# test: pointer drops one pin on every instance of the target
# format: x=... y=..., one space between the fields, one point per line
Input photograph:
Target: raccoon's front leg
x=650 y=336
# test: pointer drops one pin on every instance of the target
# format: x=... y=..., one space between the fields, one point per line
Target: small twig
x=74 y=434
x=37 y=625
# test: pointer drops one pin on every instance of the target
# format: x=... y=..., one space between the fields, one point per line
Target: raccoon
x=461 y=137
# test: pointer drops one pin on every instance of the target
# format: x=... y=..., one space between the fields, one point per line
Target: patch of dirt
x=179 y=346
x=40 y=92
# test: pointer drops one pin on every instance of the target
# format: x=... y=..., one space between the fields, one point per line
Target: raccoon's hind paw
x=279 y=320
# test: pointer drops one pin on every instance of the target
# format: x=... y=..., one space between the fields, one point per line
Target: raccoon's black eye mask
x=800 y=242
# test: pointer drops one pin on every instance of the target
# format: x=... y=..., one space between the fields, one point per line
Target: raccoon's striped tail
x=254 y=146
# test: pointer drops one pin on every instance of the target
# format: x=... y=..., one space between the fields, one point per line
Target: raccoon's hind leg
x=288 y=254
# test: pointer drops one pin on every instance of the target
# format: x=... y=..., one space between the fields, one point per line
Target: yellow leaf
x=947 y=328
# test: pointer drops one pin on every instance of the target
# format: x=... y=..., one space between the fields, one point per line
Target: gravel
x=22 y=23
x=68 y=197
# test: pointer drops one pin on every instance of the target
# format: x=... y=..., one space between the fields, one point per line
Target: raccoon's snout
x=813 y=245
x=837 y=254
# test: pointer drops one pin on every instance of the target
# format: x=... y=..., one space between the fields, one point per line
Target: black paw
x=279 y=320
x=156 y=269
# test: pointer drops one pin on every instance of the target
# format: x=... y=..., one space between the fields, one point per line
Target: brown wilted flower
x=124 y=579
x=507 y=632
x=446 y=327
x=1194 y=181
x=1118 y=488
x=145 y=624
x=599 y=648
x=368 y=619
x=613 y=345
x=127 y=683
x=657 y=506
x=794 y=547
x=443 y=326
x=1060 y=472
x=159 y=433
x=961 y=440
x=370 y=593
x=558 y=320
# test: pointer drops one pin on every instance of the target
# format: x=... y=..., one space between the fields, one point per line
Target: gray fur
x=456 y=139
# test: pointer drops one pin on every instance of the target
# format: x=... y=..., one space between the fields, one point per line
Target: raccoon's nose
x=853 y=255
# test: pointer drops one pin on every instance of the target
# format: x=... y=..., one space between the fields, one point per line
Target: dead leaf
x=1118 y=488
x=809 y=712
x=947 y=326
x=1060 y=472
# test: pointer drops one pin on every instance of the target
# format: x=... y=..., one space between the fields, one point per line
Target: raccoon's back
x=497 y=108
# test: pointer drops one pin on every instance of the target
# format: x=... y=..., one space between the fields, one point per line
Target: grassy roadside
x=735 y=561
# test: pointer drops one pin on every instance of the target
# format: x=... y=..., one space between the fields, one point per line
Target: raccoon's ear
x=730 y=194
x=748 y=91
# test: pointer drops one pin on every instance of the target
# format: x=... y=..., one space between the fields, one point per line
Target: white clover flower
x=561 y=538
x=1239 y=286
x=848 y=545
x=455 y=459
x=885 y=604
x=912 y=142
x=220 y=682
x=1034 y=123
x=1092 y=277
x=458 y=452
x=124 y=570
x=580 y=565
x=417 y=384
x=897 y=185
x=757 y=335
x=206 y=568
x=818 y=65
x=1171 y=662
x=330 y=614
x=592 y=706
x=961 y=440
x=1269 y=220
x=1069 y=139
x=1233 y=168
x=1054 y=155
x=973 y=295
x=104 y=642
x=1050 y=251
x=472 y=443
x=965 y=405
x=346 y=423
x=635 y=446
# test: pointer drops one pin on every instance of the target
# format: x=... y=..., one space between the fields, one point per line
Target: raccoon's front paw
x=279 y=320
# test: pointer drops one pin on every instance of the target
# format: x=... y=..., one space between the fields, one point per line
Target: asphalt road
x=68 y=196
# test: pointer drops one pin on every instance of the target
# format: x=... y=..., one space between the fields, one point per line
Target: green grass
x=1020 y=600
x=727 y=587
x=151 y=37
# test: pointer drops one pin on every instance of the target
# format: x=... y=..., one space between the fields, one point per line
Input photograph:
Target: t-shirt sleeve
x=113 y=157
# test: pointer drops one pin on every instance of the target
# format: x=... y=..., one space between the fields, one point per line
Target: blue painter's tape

┄┄┄┄┄┄┄┄┄┄

**Short problem:**
Provide an exact reproduction of all the entries shown above.

**Exercise response:**
# test: pointer drops one pin on every instance of the target
# format: x=... y=..., one space between the fields, one point per line
Input photograph:
Target: raccoon's front leg
x=650 y=336
# test: pointer drops one pin on every instance of the target
# format: x=... y=..., one space between the fields, one point per line
Target: small twig
x=74 y=434
x=37 y=625
# test: pointer drops one pin on every instance of the target
# format: x=... y=..., one space between the fields, one point per line
Target: raccoon
x=461 y=137
# test: pointer drops one pin on every instance of the target
# format: x=... y=..., one space between the fields, one point per line
Target: patch of dirt
x=179 y=346
x=40 y=92
# test: pointer drops one pin on every instance of the target
# format: x=... y=..., one space between the fields, one point per line
Target: raccoon's hind paw
x=279 y=320
# test: pointer drops one pin on every instance of the target
# format: x=... y=..., one space between the fields, one point per line
Target: raccoon's black eye mask
x=800 y=242
# test: pointer drops one pin on every instance of the target
# format: x=... y=..., one space between the fields, one point per line
Target: raccoon's striped tail
x=254 y=146
# test: pointer drops one pin on every instance of the target
# format: x=... y=..., one space between the fields, one point per line
Target: raccoon's hind leg
x=288 y=254
# test: pointer drops one pin on every instance of the target
# format: x=... y=..., one space between the fields, one point per line
Target: yellow leaf
x=947 y=328
# test: pointer drops one pin on every instance of the target
# format: x=... y=..., one space between the fields, one point per line
Target: gravel
x=22 y=23
x=68 y=197
# test: pointer drops one pin on every instance of the target
# format: x=... y=..., one space between the fields, one point per line
Target: raccoon's snout
x=813 y=245
x=837 y=254
# test: pointer drops one pin on every instance of the target
# format: x=... y=..., one space between the fields, one point per line
Target: black paw
x=279 y=320
x=156 y=269
# test: pointer drops one pin on every instance of the target
# format: x=... y=..., one space between the fields, one point per line
Target: brown wilted flower
x=124 y=579
x=507 y=632
x=446 y=327
x=1194 y=181
x=1118 y=488
x=145 y=624
x=599 y=648
x=368 y=619
x=613 y=345
x=127 y=683
x=657 y=506
x=794 y=547
x=443 y=326
x=1060 y=472
x=159 y=433
x=961 y=440
x=370 y=593
x=558 y=320
# test: pointer drops one pin on every instance of the target
# format: x=... y=..., one space between the fields, one point per line
Target: gray fur
x=456 y=139
# test: pointer drops one pin on every instance of the target
# format: x=... y=..., one space between the fields, one point per line
Target: raccoon's nose
x=853 y=255
# test: pointer drops one pin on every instance of the target
# format: x=... y=..., one space between the fields, one point per line
Target: dead leaf
x=1118 y=488
x=809 y=712
x=947 y=326
x=1060 y=472
# test: pointer drops one pin on every instance of the target
# format: x=... y=..., one space between the fields, one point per line
Target: raccoon's back
x=497 y=108
# test: pointer drops one pin on every instance of the target
# format: x=... y=..., one space between the fields, one point per line
Target: grassy roadside
x=735 y=561
# test: pointer drops one pin on every instance of the target
# format: x=... y=..., one space between the fields, one point per line
Target: raccoon's ear
x=730 y=194
x=748 y=91
# test: pointer drops one pin on every instance of the target
# format: x=... y=..., one space between the fields, one point per line
Target: white clover flower
x=561 y=538
x=1239 y=286
x=848 y=545
x=455 y=459
x=885 y=604
x=912 y=142
x=220 y=682
x=1034 y=123
x=1092 y=277
x=458 y=452
x=124 y=570
x=580 y=565
x=417 y=384
x=897 y=185
x=757 y=335
x=206 y=568
x=818 y=65
x=1171 y=662
x=330 y=614
x=592 y=706
x=961 y=440
x=1269 y=220
x=1069 y=139
x=1233 y=168
x=1054 y=155
x=973 y=295
x=104 y=642
x=1050 y=251
x=472 y=443
x=965 y=405
x=346 y=423
x=635 y=446
# test: pointer drops one pin on every instance of the target
# format: x=... y=..., one space between the fields, one point per line
Target: raccoon's front paw
x=279 y=320
# test: pointer drops one pin on every instance of the target
# format: x=... y=..., one space between the fields, one point per line
Target: asphalt road
x=68 y=196
# test: pointer drops one pin on every instance of the target
# format: x=... y=..., one space between the fields, one point per line
Target: green grass
x=1020 y=600
x=727 y=587
x=151 y=37
# test: pointer drops one pin on every instance of the target
# format: x=... y=..., one space between the fields, one point per line
Input photograph:
Target: t-shirt sleeve
x=113 y=157
# test: pointer drops one pin on every instance of the target
# format: x=... y=..., one space between the fields, one point per line
Target: blue painter's tape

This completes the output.